Passage provided
Alongside the white gold version, the rose gold 5970 was the first variant which was introduced in 2004, and remained in production until 2009.

Patek Philippe 5970P (Platinum)

One word: versatile.
Platinum with a black dial. There really is no better combination, is there?

It comes as no surprise that this is one of the more-sought-after Patek Philippe 5970s. Aside from the black dial, which has steadily grown in popularity amongst enthusiasts, the platinum alone could be responsible for the astronomical demand. After all, platinum is indeed the most precious out of the precious metals when it comes to wristwatch cases. The 5970 is no exception to this rule.

No one asked, but this one is my absolute favourite 5970.

The platinum version of the 5970 was the last variant to be introduced. Production started in 2010 and ended in 2011, marking the end of the entire reference, further increasing its appeal. The only exception before this was the even more rare platinum version with diamonds (5971P), which was released in 2007.

Quick bit of trivia regarding the platinum variant: it’s the only one out of the 4 chronographs whose tachymeter scale is not interrupted by the “Swiss” signature at the 6 o’clock position. Furthermore, the font is different to the other versions – this is most apparent through the thickness of the minute track.


The Patek Philippe 5970J and the Yellow Gold Paradox

There are two types of people in this world when they are told to picture a Patek Philippe perpetual calendar chronograph: those who think “yellow gold, white dial”, and those who lie.

Stored data entries
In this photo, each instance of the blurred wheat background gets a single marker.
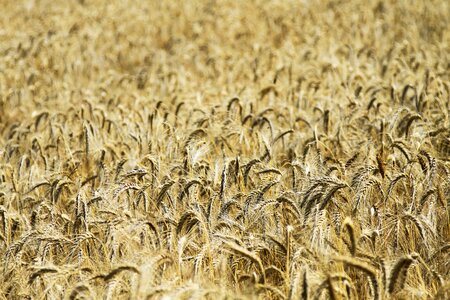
(224, 149)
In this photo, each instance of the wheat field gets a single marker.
(224, 149)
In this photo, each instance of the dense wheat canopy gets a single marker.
(224, 149)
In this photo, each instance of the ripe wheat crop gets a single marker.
(208, 149)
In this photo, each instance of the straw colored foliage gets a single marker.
(209, 149)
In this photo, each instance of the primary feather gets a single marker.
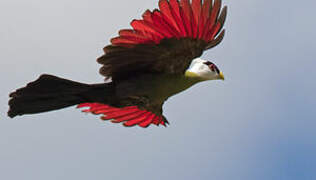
(147, 64)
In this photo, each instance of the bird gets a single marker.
(158, 57)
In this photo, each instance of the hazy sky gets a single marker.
(258, 124)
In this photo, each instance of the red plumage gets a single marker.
(174, 19)
(130, 115)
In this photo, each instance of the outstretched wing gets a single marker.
(128, 115)
(165, 40)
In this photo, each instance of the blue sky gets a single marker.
(258, 124)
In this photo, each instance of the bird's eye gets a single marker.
(208, 63)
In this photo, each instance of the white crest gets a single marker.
(202, 70)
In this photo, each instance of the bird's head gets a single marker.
(204, 70)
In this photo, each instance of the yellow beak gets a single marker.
(221, 76)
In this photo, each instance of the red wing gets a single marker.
(129, 116)
(175, 19)
(165, 40)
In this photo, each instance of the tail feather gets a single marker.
(49, 93)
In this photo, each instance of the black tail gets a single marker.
(51, 93)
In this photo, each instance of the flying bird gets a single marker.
(154, 60)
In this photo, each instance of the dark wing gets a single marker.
(129, 115)
(165, 40)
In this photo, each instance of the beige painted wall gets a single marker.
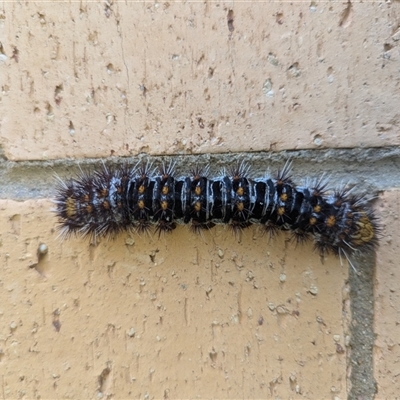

Tasks
#1 Return the part of the Patek Philippe 5970 text that opens with the words containing "The platinum version" and closes with "released in 2007.".
#2 Resume the text about the Patek Philippe 5970 watches, starting right after its last sentence.
These records were taken from a separate source.

Responses to the exercise
#1
The platinum version of the 5970 was the last variant to be introduced. Production started in 2010 and ended in 2011, marking the end of the entire reference, further increasing its appeal. The only exception before this was the even more rare platinum version with diamonds (5971P), which was released in 2007.

#2
Call it classic, call it an obvious choice. Heck, call it cliché, if you want. But, you’d be surprised to learn that the yellow gold version is actually the rarest variant out of the 4 if we’re talking numbers.

If we look at the timeline of events, the yellow gold variant was somewhat of a latecomer to the collection, being introduced in 2009 as a substitute to the aformentioned rose gold white gold versions. It was only in production for one year, though, and as we now know, was replaced by the platinum version.

Speaking of 2009, that year turned out to be quite a special one for Patek Philippe: they introduced an all new chronograph movement (at the time, exclusive to ladies’ watches) as well as their own new quality Seal. As we explained in this article here, this move fortified Patek Philippe’s stance on watchmaking excellence, and their own quality seal would go on to replace the traditional Geneva Seal.

The timepiece in this image features a Geneva Seal, meaning that it dates back to the beginning of the year at the latest.


Final Remarks

So, to summarise, these are timepieces which feature Lemania based movements and Patek’s own quality seal engraving, as well as being the first watch to be introduced under Thierry Stern’s leadership, and it was cosigned by his dad Philippe?
The Patek Philippe 5970 truly is something special.

There are some aspects which we certainly don’t like: principally, the fact that it was in production for such a short time, especially when considering its complication and sophistication. Furthermore, it’s a shame it wasn’t in production for longer because, in my opinion, it’s far better than the 5270 in terms of wearability and getting the perfect balance between modern and vintage tones.

As a result, all that we can do now is simply admire it and wish that we could own one.

Whilst these 4 variants are all the 5970s which were in the catalogue, there were some which weren’t in: we’re talking piece uniques, including some versions with diamonds and all that jazz. Unfortunately, we didn’t have them with us when we visited the Verga Vintage team, but it’s probably for the best – we probably wouldn’t have been able to control ourselves if we saw one.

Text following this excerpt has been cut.